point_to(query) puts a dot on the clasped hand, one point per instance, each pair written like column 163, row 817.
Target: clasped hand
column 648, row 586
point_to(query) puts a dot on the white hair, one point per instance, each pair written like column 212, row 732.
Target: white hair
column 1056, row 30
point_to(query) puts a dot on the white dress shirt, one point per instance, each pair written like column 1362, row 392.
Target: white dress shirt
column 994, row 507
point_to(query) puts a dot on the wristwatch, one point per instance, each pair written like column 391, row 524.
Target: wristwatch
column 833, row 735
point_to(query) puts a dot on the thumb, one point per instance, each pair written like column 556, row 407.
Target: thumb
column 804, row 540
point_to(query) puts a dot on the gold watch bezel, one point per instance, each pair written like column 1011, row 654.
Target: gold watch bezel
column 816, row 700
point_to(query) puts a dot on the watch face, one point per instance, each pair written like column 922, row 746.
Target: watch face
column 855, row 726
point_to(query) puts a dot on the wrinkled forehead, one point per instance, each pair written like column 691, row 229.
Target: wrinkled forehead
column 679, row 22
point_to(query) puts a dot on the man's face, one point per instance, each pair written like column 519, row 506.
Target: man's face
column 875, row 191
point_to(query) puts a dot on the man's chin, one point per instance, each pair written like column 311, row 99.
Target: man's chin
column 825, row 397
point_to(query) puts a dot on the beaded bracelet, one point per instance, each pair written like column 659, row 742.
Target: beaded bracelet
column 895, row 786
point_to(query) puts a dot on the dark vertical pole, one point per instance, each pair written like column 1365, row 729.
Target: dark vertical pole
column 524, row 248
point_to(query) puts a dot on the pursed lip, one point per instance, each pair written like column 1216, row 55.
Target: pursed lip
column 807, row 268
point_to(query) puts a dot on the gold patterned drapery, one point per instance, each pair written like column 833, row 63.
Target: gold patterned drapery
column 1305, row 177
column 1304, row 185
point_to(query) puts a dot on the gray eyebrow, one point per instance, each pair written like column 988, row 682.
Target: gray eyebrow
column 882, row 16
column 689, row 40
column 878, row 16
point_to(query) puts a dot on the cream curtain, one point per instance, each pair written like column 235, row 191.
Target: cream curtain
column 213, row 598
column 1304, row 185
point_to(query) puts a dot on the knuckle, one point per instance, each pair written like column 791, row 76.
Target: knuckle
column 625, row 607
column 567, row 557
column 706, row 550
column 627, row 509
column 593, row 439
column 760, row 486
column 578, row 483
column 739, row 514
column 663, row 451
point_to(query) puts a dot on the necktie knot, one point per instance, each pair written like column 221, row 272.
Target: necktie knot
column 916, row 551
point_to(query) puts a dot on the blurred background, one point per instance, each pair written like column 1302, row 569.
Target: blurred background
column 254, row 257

▬▬▬▬▬▬

▶ [Exercise] Retype, exactly and in full, the lines above from the one containing "point_to(query) puts a dot on the pursed" through the one containing "point_to(query) puts a dot on the knuckle, one".

▶ [Your response]
point_to(query) puts a dot on the pursed lip, one point per instance, each pair written like column 1216, row 55.
Target: pursed lip
column 807, row 268
point_to(query) puts a dot on the gold patterned drapery, one point per instance, each pair written like column 833, row 63.
Target: gold patterned drapery
column 1305, row 177
column 1304, row 185
point_to(query) puts a dot on the gray eyebrow, one point per instance, each pair written like column 988, row 682.
Target: gray eyebrow
column 882, row 16
column 689, row 40
column 878, row 16
point_to(query) puts a dot on the cream curtain, one point per instance, each pair written like column 235, row 191.
Target: cream curtain
column 213, row 598
column 1304, row 185
point_to(query) puts a dot on the knuckle, one point per instance, each pair written like column 791, row 76.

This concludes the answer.